Passage to read:
===

Video Surveillance: What’s Driving High-Performance Video?

May 10, 2013
HD video in the spotlight

As video surveillance and security systems evolve to more intelligent, high- performance solutions, they are being moved from the siloed “security department” to an organization’s network platform. Here, the systems are considered another service on the network that can help an organization with their business operations, such as marketing or human resources, in addition to their primary function to ensure video surveillance and security operations.

High-performance video systems provide significant cost savings, improved image quality and situational awareness and enable easy centralization of video surveillance operations and integration with other systems. Product advancements at the edge and intelligent physical security information management (PSIM) type software are the two primary drivers of these new benefits. Features such as push technology, analytics, day/night capability, cloud storage, mobile/remote viewing, power solutions and more are all possible because of product advancements at the edge and central control through intelligent physical security information management type software.

But is either one of these drivers more important than the other? Is one a natural result of the other? Or, are they equally important and, in tandem, necessary for a high-performance video surveillance and security system.

===

Short problem: List every feature that the article on high-performance video surveillance names as made possible by product advancements at the edge and intelligent PSIM-type software.

Recorded information:
===

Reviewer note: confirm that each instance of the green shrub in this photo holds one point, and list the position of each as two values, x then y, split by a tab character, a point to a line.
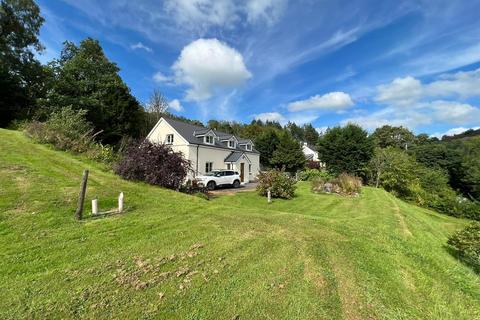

===

Answer to the problem:
- push technology
- analytics
- day/night capability
- cloud storage
- mobile/remote viewing
- power solutions